TEXTO FORNECIDO>
Um dos mais importantes intelectuais brasileiros, Darcy Ribeiro teria completado 100 anos em 2022. Para celebrar seu legado etnográfico, uma exposição virtual está disponível na plataforma Google Arts & Culture desde o início deste mês e traz as fotografias feitas por Darcy em pesquisas de campo com os povos kadiwéu, urubu-ka’apor e ofayé.
Com curadoria de Milton Guran e programada pelo Museu do Índio, a mostra é uma adaptação da exposição física “O Olhar Precioso de Darcy Ribeiro”, realizada na Caixa Cultural do Rio de Janeiro, em 2010. Os ensaios com os três povos remontam às primeiras incursões do jovem antropólogo do Serviço de Proteção aos Índios (SPI), recém-formado pela Escola de Sociologia e Política da USP, no fim dos anos 1940. “Com os kadiwéu foi que, de fato, aprendi a ser etnólogo porque assim como eu os estudava, eles estudavam a mim e, por meu intermédio, a minha gente”, escreveu Darcy em sua autobiografia.
Os registros têm grande valor histórico, principalmente no caso dos Ofayé, já que quase não há documentação e eles foram praticamente dizimados. As fotos de Darcy (morto em 1997, aos 74 anos) que integram a exposição fazem parte do acervo do SPI, órgão criado em 1910 e extinto em 1967, dando origem à Fundação Nacional do Índio (Funai). O acervo é classificado pela Unesco como Memória do Mundo por sua relevância histórica, social e antropológica.
“Esse reconhecimento dá a dimensão da importância desses registros documentais únicos no seu tempo. O Museu do Índio presta um grande serviço aos povos originários e à nação brasileira na salvaguarda impecável desse patrimônio memorial”, diz Guran.
A coleção completa reúne mais de 2 mil fotos do antropólogo, das quais 50 foram selecionadas para a exposição, que também exibe registros de Berta Ribeiro, antropóloga e companheira de Darcy. “O que faz das fotografias de Darcy algo tão especial é que ele, no ânimo da descoberta e na busca do conhecimento, deixou-se contaminar pela singularidade dos encontros com o outro, aquele que é portador de uma cultura totalmente diversa da sua”, avalia Guran. “É essa dupla camada de vida que faz com que seu olhar seja realmente precioso. São fotografias diretas, cândidas, que, embora cumpram sua função na pesquisa, expressam sobretudo a relação humana do contato, como se fossem fotos de família. Da grande família que os povos originários foram para Darcy.”
Ferino, falante e com humor afiado, Darcy foi um intelectual incomum que se converteu em um político visionário. Ex-aluno de medicina, saiu de sua Montes Claros, em Minas Gerais, passou pela capital mineira e por São Paulo, embrenhou-se nas matas amazônicas, planejou a Universidade de Brasília, foi ministro da Educação, chefe da Casa Civil de João Goulart, exilado político, vice-governador e senador. Como indigenista, foi o responsável pela criação do Museu do Índio, em 1953, com a ideia de combater a visão colonialista que tratava os povos originários como selvagens ou primitivos.
A exposição virtual é uma das homenagens que Darcy recebeu pelo seu centenário, comemorado no dia 26 de outubro. Em curtíssima temporada, a Biblioteca Parque Estadual do Rio de Janeiro recebeu a mostra Darcy Ribeiro: Dos Kadiwéu ao Quadrup, parte do projeto “100 anos Darcy Ribeiro”, que divulgou um edital com distribuição de cinco prêmios de R$ 50 mil destinados a empreendedores culturais do Rio de Janeiro que apresentem propostas relacionadas à vida e à obra do antropólogo.

DADOS BRUTOS>

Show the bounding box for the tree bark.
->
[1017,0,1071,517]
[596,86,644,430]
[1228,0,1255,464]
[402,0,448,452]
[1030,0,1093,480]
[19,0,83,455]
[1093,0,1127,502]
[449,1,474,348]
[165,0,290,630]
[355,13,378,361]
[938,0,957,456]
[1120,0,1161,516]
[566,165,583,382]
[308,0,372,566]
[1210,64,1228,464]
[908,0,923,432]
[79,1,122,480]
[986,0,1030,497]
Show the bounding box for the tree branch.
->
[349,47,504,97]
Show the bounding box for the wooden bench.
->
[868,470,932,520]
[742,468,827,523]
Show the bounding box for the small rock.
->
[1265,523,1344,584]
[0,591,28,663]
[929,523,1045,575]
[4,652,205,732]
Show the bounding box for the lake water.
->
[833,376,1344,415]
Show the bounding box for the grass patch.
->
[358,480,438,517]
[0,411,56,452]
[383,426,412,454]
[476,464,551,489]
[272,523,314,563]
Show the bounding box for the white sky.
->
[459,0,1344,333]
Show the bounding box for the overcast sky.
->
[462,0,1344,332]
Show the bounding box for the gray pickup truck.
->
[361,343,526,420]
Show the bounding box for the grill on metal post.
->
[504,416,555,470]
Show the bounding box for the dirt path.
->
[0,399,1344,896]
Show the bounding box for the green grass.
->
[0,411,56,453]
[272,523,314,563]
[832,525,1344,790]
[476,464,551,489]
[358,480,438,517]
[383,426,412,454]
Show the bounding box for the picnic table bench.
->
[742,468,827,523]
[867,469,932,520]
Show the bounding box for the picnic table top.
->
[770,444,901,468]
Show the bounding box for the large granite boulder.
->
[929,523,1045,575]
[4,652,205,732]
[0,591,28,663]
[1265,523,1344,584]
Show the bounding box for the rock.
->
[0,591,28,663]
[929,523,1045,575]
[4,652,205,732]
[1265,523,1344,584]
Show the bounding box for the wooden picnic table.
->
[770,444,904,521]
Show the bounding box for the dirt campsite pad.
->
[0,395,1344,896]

EXERCÍCIO 1> Reescreva em forma de lista o parágrafo do texto sobre Darcy Ribeiro que começa com "Ferino, falante e com humor afiado", mantendo os fatos principais.
EXERCÍCIO 2> Por favor, copie do texto sobre Darcy Ribeiro o trecho que começa em "Um dos mais" e termina em "urubu-ka’apor e ofayé.".

CAIXA DE RESPOSTA 1>
- Darcy era ferino, falante e de humor afiado, um intelectual incomum que se tornou um político visionário.
- Ex-aluno de medicina, saiu de Montes Claros (MG) e passou pela capital mineira e por São Paulo.
- Embrenhou-se nas matas amazônicas.
- Planejou a Universidade de Brasília.
- Foi ministro da Educação, chefe da Casa Civil de João Goulart, exilado político, vice-governador e senador.
- Como indigenista, criou o Museu do Índio em 1953 para combater a visão colonialista que tratava os povos originários como selvagens ou primitivos.

CAIXA DE RESPOSTA 2>
Um dos mais importantes intelectuais brasileiros, Darcy Ribeiro teria completado 100 anos em 2022. Para celebrar seu legado etnográfico, uma exposição virtual está disponível na plataforma Google Arts & Culture desde o início deste mês e traz as fotografias feitas por Darcy em pesquisas de campo com os povos kadiwéu, urubu-ka’apor e ofayé.